Short exercise ▸ Put the lines below into a numbered list and skip any blank lines. Leave the pictures out of the list.

Object position labeling entries ▸
(begin)

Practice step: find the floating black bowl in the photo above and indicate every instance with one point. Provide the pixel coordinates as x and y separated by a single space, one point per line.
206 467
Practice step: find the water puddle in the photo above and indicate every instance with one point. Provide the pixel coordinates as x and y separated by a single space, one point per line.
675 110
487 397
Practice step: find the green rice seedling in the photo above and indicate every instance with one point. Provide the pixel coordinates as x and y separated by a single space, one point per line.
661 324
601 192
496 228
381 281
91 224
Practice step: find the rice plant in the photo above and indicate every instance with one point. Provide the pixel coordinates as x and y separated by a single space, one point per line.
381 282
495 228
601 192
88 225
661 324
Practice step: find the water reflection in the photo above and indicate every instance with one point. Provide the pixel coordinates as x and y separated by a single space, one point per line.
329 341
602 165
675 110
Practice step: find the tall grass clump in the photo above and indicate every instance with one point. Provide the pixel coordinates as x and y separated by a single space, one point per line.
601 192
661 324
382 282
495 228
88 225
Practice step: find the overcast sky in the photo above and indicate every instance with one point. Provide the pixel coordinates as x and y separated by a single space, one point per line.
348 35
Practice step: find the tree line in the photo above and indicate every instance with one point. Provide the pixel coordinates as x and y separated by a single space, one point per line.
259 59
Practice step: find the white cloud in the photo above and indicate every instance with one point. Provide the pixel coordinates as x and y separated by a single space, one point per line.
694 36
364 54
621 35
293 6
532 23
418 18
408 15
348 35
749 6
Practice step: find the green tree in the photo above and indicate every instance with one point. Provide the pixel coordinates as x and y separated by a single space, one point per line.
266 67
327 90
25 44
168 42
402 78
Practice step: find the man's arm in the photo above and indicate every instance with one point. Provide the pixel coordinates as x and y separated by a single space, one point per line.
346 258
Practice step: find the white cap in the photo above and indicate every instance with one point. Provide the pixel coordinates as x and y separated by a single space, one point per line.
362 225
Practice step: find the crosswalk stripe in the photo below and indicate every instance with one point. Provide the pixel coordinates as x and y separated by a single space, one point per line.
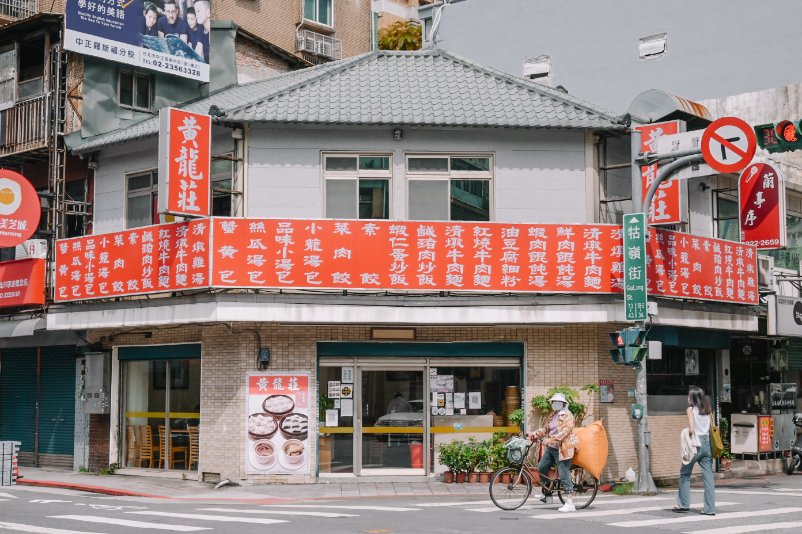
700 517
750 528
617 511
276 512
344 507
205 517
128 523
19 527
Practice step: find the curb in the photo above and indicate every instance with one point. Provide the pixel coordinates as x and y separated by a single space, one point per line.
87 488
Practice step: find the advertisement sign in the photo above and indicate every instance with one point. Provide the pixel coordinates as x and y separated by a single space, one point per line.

(end)

Complete response ▸
1. Practice step: find the floating black bowl in the photo above and indicate every instance with one point. Provide the pixel coordinates as x and y separated by a single space, one point per line.
2. 206 467
3. Practice step: find the water puddle in the photo above and indicate every instance with one point. Provide the pixel coordinates as x and y separated by a single space, one point per line.
4. 675 110
5. 487 397
6. Practice step: find the green rice seedling in the photo above and indicate every instance with one point. Provide the pixel coordinates as x and y separated by a single space, one point per line.
7. 661 324
8. 601 192
9. 496 228
10. 381 281
11. 91 224
12. Practice step: find the rice plant in the photo above and indicate every instance with one point. Provide the pixel coordinates as x and y separated by a single space, one point per line.
13. 381 282
14. 495 228
15. 601 192
16. 88 225
17. 661 324
18. Practice step: find the water reflection in the photo above and indicate every instance with one point. Provide the pixel coordinates as x and y separated by a single space, one point per line.
19. 329 341
20. 602 165
21. 675 110
22. Practice step: find the tall grass clump in the photo above and indicate every instance with one point. Provide the pixel coordinates as x and y separated by a single space, one point per line.
23. 601 192
24. 661 324
25. 382 282
26. 495 228
27. 88 225
28. Practice step: find the overcast sky in the photo above and indicate every instance with one point. Provide the pixel coordinates as x and y separated by a single space, one point per line.
29. 348 35
30. Practice step: find the tree line in the photo above and indicate every instance with one point. Provide the pixel coordinates as x and y separated by a single space, one point per line.
31. 259 59
32. Practice step: find the white cloud in the photo above and indicate every instance with one point. Provide the pixel coordinates as x and y separated by a single space, one point per line.
33. 694 36
34. 364 54
35. 621 35
36. 293 6
37. 532 23
38. 418 18
39. 408 15
40. 348 35
41. 749 6
42. Practice step: find the green tree in the photo above and indicate every instance with one point. Provide the pixel coordinates as x and y separated by a single space, one point per line.
43. 266 67
44. 327 90
45. 25 44
46. 168 42
47. 402 78
48. Practice step: find the man's arm in the photo above and indicate every instance with one point. Provide the pixel coordinates as x and y separated by a single space, one point per line.
49. 346 258
50. Practice step: find the white cap in the photo above and indicate every instance with one point. Provide the pixel coordinates as x and y separated by a single space, one point per line.
51. 362 225
52. Practice step: find the crosswalk stripe in the photo below and indicate every instance with one point. Provide the pixel coordinates as x and y separated by a single space, one point per line.
53. 700 517
54. 750 528
55. 617 511
56. 276 512
57. 344 507
58. 205 517
59. 128 523
60. 19 527
61. Practice step: find the curb in the photo above and indicate every instance with one point. Provide the pixel coordinates as x and y separated by a single space, one point per line.
62. 87 488
63. Practice step: find the advertisement sign in the photo above and indicate every instance with one point. Provide the pixel coordinates as x and y separated by a single space, one point per line.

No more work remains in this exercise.